• [SOURCE PASSAGE]:

Duration and schedule:

Half Day (Monday, June 25th 14:00 - 18:00)

Organizers

Jaejin Lee (Center for Manycore Programming, Seoul National University, KR)

Description

Open Computing Language (OpenCL) is a programming model for heterogeneous parallel computing systems. OpenCL provides a common abstraction layer across different multicore architectures, such as CPUs, GPUs, DSPs, and Cell BE processors. Programmers can write an OpenCL application once and run it on any OpenCL-compliant system. However, current OpenCL is restricted to a single heterogeneous system. To target heterogenous CPU/GPU clusters, programmers must use the OpenCL framework combining with a communication library, such as MPI. The same thing is true for CUDA.

This tutorial will cover usages and internals of an OpenCL framework, called SnuCL. It naturally extends the original OpenCL semantics to the heterogeneous cluster environment. The target cluster contains multiple CPUs and GPUs in a node. The nodes in the cluster are connected by an interconnection network, such as Gigabit and InfiniBand switches. For such clusters, SnuCL provides an illusion of a single heterogeneous system for the programmer. A GPU or a set of CPU cores becomes an OpenCL compute device. SnuCL allows the application to utilize compute devices in a compute node as if they were in the host node.

• [DATA EXCERPTS]:
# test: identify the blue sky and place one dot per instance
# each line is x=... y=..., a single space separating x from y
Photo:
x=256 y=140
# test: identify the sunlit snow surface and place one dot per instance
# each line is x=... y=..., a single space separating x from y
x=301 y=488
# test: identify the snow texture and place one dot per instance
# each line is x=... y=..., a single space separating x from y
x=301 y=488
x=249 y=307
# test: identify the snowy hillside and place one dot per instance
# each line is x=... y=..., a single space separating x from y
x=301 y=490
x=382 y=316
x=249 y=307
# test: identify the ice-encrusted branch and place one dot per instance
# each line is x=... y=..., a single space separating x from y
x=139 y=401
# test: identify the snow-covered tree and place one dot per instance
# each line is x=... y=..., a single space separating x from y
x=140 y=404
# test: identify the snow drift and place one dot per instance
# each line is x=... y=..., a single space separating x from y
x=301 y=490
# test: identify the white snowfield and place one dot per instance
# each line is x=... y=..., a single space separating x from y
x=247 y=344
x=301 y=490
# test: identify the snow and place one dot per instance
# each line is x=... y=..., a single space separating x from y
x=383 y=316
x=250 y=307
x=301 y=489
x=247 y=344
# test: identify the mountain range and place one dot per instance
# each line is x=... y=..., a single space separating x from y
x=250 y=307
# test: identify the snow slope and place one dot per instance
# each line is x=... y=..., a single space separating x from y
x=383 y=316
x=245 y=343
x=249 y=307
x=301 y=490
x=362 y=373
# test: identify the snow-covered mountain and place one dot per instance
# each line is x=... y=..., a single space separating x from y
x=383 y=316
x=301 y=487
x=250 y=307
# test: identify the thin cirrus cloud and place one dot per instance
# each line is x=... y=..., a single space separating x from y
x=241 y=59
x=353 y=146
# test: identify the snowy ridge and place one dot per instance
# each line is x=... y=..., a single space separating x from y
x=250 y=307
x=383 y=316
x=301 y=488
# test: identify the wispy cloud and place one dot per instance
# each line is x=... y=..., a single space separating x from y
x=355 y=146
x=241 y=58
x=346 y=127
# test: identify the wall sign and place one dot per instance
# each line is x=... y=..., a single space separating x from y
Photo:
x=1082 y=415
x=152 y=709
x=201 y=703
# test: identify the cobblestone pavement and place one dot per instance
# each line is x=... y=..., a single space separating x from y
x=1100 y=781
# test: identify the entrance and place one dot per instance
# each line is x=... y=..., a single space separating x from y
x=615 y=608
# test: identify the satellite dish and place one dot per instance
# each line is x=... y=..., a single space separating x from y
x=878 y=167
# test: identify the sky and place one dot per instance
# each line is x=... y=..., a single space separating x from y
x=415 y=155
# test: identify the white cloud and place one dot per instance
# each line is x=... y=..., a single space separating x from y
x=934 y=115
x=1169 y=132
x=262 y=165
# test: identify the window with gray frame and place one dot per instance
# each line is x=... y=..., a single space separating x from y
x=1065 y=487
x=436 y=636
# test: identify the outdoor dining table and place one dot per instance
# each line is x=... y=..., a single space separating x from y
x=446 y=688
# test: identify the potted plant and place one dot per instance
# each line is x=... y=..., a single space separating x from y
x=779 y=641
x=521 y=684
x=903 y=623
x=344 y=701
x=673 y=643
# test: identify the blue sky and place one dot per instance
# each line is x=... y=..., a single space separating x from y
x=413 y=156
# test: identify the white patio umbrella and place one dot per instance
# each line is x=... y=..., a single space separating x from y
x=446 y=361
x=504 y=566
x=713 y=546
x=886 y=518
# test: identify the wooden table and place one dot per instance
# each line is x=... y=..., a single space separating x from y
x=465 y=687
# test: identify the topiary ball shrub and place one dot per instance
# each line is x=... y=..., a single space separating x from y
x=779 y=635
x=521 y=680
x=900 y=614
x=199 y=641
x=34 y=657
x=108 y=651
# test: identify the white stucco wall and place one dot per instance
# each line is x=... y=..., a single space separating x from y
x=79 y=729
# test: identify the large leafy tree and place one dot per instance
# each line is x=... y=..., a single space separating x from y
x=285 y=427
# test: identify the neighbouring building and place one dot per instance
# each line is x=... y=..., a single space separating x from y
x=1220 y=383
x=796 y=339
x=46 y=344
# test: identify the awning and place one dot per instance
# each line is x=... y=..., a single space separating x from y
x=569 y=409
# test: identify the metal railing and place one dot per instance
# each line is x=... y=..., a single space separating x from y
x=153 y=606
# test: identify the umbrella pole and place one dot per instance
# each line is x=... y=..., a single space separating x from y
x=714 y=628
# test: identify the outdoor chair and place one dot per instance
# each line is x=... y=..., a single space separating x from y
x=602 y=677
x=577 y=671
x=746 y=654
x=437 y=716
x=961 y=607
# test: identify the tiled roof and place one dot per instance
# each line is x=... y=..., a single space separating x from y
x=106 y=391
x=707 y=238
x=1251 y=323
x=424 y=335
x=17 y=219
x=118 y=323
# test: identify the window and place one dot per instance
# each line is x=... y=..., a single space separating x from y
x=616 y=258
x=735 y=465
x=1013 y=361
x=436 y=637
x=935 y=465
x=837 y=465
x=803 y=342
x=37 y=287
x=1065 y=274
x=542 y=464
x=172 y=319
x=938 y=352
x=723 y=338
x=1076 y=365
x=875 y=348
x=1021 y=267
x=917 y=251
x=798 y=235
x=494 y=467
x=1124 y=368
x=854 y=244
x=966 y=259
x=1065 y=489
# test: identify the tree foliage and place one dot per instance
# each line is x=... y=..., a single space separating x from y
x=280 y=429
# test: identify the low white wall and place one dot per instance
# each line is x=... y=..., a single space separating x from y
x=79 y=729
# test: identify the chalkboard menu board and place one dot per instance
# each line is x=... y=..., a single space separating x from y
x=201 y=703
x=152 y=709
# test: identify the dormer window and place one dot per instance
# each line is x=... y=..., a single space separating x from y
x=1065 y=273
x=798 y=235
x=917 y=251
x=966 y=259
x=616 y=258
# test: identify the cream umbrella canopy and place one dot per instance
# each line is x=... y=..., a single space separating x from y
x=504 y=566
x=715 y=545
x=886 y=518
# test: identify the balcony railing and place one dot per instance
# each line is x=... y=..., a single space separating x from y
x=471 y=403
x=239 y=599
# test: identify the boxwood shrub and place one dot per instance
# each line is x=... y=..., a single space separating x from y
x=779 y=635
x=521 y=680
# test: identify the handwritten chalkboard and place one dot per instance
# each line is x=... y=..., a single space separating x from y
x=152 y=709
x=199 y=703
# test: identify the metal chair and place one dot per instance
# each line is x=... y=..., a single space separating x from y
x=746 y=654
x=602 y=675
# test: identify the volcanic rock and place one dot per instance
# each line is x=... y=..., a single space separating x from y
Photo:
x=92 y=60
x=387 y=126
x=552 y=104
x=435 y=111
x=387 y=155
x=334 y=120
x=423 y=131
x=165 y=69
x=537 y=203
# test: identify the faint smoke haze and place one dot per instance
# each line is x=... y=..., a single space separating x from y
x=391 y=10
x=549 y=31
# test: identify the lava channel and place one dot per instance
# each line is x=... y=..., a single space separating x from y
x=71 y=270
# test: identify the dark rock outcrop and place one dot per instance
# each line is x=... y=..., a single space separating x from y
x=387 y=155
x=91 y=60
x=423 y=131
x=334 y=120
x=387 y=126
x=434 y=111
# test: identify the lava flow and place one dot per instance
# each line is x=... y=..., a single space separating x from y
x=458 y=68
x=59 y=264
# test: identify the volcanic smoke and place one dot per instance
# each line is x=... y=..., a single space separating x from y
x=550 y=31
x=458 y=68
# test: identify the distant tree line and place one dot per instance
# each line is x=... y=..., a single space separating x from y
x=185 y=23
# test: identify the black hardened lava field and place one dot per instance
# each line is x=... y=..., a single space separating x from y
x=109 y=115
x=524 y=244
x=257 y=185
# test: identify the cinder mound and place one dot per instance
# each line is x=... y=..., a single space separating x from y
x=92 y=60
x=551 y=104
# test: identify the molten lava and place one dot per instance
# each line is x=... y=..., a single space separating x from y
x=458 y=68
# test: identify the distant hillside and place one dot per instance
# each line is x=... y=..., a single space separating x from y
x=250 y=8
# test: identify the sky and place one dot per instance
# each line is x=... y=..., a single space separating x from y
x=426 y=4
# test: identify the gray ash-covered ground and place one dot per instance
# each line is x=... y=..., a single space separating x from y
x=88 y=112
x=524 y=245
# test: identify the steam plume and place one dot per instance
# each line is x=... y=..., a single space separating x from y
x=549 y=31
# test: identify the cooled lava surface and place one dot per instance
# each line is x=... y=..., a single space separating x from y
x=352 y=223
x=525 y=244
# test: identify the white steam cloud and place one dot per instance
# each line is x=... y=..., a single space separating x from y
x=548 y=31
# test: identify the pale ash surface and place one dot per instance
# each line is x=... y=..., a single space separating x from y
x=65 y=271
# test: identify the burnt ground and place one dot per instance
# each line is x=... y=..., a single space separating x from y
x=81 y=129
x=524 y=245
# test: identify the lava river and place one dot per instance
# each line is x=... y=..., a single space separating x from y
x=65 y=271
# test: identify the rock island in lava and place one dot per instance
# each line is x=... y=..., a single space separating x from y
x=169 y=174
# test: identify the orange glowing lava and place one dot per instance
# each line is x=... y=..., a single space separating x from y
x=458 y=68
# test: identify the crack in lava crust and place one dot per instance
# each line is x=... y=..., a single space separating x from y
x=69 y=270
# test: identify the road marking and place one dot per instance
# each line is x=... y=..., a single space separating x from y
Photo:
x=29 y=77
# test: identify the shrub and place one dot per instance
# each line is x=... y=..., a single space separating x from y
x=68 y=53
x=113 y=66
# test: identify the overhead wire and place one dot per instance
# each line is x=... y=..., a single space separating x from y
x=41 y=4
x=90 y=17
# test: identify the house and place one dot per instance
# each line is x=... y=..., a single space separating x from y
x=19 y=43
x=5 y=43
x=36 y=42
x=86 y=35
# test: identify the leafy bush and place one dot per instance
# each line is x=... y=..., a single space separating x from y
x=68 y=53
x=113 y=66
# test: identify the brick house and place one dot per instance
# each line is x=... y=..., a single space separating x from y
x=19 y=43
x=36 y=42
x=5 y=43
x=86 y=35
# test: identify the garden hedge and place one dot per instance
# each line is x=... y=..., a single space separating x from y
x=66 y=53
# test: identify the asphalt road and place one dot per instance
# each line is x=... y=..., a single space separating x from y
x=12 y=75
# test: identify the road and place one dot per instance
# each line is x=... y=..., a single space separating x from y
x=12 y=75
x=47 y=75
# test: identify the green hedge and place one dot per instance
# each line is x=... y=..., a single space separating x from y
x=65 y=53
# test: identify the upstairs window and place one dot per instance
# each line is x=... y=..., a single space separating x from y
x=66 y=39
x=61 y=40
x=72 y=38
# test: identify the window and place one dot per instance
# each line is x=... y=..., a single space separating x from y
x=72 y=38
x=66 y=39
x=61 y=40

• [WHAT YOU SHOULD DO]: Transcribe the OpenCL tutorial text exactly, starting at "Half Day (Monday, June" and ending at "true for CUDA.".

• [TASK OUTPUT]:
Half Day (Monday, June 25th 14:00 - 18:00)

Organizers

Jaejin Lee (Center for Manycore Programming, Seoul National University, KR)

Description

Open Computing Language (OpenCL) is a programming model for heterogeneous parallel computing systems. OpenCL provides a common abstraction layer across different multicore architectures, such as CPUs, GPUs, DSPs, and Cell BE processors. Programmers can write an OpenCL application once and run it on any OpenCL-compliant system. However, current OpenCL is restricted to a single heterogeneous system. To target heterogenous CPU/GPU clusters, programmers must use the OpenCL framework combining with a communication library, such as MPI. The same thing is true for CUDA.